__Exercise instructions__.
Instruction for the data below: set down exactly the lines from the line with "Locate the fence" to the line with "Locate the black ferrari", inclusive, and no others.

__Given information__.
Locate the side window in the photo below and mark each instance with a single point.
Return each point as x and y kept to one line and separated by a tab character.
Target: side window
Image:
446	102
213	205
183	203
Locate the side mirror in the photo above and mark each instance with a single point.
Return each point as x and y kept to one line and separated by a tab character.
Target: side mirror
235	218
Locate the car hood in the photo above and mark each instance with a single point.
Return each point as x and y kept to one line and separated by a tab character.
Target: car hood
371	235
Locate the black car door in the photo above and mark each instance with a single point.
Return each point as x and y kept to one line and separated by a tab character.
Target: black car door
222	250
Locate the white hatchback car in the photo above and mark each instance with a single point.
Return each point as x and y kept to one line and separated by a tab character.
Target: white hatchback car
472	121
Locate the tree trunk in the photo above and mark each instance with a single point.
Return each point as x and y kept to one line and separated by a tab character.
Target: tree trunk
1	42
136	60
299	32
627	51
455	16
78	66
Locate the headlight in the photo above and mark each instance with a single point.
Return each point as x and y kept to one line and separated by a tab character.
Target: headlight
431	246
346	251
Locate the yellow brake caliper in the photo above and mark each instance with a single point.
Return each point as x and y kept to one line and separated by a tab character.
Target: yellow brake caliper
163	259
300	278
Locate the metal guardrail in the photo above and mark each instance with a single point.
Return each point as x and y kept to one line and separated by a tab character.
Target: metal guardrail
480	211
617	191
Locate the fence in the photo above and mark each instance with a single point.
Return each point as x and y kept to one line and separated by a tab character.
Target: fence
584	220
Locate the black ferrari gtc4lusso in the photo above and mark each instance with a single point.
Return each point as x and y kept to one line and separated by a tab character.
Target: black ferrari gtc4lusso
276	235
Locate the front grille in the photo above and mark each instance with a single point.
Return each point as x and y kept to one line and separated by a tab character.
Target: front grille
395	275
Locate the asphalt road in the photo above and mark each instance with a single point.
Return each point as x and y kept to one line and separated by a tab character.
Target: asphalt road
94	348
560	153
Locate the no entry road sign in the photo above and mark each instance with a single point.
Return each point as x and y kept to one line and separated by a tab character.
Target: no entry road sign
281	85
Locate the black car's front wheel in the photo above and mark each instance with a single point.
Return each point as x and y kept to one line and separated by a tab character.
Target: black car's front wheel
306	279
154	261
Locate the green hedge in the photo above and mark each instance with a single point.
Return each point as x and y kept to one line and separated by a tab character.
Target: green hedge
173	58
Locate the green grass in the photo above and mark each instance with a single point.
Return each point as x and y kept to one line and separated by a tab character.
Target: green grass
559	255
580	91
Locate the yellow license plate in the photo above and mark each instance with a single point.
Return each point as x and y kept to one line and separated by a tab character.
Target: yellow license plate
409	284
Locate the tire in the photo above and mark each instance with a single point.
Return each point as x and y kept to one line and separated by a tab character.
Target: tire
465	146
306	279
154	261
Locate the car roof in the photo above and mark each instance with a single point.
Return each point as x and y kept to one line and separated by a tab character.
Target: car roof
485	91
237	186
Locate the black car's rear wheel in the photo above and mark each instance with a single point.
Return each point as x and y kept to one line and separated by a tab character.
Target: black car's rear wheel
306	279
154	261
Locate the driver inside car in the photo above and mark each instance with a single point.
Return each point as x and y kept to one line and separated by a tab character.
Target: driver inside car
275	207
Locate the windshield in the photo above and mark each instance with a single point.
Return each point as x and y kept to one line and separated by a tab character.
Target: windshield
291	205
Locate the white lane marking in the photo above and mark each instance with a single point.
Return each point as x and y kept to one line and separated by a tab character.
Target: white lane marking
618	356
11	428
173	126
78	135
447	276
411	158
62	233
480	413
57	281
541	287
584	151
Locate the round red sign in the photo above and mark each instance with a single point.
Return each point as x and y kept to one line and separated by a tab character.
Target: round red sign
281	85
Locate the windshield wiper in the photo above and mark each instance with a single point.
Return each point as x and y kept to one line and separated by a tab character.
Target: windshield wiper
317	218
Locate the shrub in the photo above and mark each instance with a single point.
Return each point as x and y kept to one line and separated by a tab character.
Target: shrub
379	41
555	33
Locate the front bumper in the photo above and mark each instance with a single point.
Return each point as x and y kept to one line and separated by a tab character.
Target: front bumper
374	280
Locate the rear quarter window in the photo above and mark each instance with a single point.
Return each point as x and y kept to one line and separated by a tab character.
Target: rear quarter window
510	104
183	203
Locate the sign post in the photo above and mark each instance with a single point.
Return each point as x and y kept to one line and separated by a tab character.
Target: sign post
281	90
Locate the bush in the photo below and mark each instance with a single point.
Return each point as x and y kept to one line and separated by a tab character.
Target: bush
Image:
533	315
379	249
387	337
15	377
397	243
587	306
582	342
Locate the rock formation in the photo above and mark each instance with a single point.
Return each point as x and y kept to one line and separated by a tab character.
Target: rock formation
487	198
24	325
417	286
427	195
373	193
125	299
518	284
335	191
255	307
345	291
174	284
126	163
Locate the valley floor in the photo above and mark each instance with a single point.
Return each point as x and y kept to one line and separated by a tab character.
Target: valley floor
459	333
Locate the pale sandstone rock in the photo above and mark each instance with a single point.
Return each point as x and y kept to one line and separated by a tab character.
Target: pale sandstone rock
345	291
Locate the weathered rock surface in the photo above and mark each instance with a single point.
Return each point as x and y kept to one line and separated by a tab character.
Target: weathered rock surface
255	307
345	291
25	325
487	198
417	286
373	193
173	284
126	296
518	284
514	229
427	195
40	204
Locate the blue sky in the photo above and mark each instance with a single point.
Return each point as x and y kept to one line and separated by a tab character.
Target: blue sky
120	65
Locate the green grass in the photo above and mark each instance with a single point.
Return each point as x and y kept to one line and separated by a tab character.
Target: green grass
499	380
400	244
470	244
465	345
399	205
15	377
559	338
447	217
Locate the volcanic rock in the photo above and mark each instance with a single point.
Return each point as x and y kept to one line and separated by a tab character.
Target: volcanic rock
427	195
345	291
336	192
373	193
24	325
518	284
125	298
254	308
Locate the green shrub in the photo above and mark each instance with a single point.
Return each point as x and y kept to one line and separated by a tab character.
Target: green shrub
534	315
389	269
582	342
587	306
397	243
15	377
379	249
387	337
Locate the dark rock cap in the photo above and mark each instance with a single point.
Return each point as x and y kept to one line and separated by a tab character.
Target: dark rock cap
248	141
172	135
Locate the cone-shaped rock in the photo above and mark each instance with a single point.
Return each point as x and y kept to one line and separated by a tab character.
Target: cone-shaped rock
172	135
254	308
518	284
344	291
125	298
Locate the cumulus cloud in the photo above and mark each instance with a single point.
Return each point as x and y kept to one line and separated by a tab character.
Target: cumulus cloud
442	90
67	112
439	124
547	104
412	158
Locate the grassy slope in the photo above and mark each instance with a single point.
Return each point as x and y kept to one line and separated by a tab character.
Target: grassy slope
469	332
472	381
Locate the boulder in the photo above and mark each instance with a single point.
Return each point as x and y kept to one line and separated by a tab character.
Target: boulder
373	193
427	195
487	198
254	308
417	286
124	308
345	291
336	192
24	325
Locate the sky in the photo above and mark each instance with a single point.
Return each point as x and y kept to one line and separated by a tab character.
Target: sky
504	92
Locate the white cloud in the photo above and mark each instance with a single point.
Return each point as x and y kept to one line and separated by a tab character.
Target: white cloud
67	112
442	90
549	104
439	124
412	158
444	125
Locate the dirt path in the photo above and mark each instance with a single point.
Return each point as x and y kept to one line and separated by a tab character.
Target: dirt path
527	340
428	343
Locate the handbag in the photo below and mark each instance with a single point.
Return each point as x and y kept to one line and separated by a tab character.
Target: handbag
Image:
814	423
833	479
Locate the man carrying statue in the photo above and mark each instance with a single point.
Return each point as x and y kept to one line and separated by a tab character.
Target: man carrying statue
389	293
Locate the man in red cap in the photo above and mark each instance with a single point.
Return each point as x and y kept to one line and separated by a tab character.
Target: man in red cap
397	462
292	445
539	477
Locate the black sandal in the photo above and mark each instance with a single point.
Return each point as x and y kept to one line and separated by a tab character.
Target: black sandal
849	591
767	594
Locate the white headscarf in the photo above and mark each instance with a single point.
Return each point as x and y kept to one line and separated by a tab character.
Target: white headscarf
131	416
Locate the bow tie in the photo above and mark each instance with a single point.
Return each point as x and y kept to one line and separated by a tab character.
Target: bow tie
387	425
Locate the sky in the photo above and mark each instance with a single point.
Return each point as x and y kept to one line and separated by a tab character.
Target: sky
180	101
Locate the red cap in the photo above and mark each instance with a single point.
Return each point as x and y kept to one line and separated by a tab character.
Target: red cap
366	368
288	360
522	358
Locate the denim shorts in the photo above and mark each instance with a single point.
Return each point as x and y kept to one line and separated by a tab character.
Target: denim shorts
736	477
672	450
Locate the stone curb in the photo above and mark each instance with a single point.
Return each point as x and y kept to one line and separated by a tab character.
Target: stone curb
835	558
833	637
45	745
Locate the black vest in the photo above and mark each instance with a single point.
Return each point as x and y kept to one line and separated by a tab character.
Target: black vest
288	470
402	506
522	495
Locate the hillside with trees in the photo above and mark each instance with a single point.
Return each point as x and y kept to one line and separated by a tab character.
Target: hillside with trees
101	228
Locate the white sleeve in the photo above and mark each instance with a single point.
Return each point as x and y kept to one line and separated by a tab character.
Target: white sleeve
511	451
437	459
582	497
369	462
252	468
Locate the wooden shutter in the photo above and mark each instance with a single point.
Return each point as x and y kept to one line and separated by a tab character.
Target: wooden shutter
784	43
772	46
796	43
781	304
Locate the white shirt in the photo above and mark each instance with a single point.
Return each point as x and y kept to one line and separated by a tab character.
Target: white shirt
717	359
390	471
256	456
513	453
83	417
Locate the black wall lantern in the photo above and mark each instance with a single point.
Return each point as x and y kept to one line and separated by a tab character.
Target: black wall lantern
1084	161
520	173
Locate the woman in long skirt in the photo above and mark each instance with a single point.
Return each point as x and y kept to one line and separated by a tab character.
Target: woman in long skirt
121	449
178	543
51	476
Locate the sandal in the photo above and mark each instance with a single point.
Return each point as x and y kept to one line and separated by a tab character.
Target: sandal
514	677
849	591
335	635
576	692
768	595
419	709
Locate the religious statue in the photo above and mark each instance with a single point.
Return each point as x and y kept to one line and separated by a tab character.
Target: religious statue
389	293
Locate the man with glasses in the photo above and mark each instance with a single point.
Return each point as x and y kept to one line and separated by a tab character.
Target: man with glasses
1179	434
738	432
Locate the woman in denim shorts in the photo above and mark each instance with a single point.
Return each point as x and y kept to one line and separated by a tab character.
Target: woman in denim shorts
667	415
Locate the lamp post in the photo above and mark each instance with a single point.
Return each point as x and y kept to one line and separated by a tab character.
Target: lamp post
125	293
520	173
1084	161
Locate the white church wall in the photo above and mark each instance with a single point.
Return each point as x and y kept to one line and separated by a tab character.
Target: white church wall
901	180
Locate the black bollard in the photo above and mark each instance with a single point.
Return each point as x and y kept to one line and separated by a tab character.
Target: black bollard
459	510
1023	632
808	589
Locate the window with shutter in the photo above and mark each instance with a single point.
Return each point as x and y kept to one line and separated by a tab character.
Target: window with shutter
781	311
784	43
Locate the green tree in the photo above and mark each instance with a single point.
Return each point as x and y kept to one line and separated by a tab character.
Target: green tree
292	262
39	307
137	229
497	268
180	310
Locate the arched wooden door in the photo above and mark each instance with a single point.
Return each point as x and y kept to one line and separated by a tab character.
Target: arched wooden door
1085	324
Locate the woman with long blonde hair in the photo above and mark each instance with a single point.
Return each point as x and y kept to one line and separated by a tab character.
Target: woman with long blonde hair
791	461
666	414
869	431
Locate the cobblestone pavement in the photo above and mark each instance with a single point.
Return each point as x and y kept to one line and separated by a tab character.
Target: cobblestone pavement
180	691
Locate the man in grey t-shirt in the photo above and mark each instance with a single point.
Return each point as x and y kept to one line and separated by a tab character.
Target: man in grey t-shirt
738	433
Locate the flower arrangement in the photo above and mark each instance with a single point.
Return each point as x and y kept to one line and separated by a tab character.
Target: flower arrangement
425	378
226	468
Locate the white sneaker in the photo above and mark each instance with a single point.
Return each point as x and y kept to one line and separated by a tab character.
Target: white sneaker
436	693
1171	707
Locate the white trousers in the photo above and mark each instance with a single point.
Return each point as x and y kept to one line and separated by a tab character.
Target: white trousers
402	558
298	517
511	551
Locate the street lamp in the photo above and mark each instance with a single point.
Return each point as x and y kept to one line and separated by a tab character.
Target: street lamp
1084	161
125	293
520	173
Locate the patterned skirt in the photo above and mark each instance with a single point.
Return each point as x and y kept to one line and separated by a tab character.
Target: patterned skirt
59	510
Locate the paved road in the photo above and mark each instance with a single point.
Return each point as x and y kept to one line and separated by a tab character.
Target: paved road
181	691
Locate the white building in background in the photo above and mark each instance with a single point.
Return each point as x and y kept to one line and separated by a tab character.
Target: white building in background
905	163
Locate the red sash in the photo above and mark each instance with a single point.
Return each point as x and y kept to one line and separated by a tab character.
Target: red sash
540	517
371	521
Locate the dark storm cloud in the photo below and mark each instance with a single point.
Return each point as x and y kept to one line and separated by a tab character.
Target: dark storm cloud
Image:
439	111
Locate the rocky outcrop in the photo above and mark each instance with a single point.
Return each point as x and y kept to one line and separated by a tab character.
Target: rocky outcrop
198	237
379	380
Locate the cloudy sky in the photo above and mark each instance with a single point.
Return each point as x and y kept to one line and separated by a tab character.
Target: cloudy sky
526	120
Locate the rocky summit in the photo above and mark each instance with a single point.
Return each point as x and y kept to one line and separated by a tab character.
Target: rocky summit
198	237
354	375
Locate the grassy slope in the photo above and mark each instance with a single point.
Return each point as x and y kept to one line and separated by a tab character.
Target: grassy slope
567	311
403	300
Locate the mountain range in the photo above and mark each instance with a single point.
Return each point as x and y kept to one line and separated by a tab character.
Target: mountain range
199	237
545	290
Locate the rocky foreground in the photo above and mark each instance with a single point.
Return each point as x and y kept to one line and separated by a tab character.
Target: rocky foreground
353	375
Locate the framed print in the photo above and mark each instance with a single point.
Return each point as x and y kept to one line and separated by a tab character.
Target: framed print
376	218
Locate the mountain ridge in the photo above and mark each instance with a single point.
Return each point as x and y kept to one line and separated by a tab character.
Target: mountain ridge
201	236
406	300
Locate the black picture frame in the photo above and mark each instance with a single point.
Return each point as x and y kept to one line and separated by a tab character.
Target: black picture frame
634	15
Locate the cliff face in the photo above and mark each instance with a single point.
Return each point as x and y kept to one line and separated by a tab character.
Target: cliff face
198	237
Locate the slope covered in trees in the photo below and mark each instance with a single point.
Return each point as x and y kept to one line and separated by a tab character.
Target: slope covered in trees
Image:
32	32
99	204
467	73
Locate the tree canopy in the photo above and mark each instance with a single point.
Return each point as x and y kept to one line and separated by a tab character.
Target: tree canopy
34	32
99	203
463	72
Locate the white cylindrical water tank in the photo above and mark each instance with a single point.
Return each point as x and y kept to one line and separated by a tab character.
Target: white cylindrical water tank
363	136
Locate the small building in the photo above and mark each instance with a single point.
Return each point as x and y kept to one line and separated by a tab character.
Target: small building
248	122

__Reply to the task__.
Locate the fence in the photo above and mark each instance with a single point.
Return each point as x and y kept to one line and separated by a tab character.
Target: fence
584	220
Locate the black ferrari gtc4lusso in the photo above and mark each instance with a single point.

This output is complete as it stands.